Verfahrensgang
AG Kassel (Urteil vom 28.02.2012; Aktenzeichen 423 C 1197/10) |
Tenor
Die Berufung der Beklagten gegen das Urteil des Amtsgerichts Kassel vom 28. Februar 2012 wird als unzulässig verworfen.
Die Kosten des Berufungsverfahrens werden der Beklagten auferlegt.
Der Berufungsstreitwert wird auf 3.504,50 EUR festgesetzt
Tatbestand
I.
Der Kläger ist ehemaliges Mitglied der …. Mit notariellem Vertrag vom 18. Dezember 2006 verkaufte der Kläger die Wohnung Nr. 7, den Keller Nr. 7 und die Garage G 7 des Aufteilungsplans nebst Sondernutzungsrechten an die Beklagte.

**Bereitgestellte Daten**
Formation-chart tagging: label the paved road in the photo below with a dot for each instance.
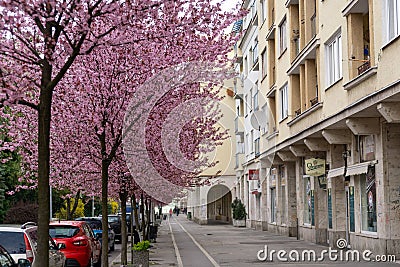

**Teile der Übung**
1. Gib bitte aus dem Urteilsauszug den Abschnitt wortgetreu wieder, der mit den Worten „Verfahrensgang“ beginnt und mit „als unzulässig verworfen.“ endet.
2. Erläutere in ein bis drei Sätzen, was der Tenor des Urteilsauszugs über die Berufung der Beklagten und die Kosten des Berufungsverfahrens festlegt.
3. Auf welchen Betrag setzt der Urteilsauszug den Berufungsstreitwert fest?
Das Material spielt dabei keine Rolle.

**Lösungen**
1.
Verfahrensgang
AG Kassel (Urteil vom 28.02.2012; Aktenzeichen 423 C 1197/10) |
Tenor
Die Berufung der Beklagten gegen das Urteil des Amtsgerichts Kassel vom 28. Februar 2012 wird als unzulässig verworfen.

2. Die Berufung der Beklagten gegen das Urteil des Amtsgerichts Kassel vom 28. Februar 2012 wird als unzulässig verworfen. Die Kosten des Berufungsverfahrens werden der Beklagten auferlegt.

3. Auf 3.504,50 EUR.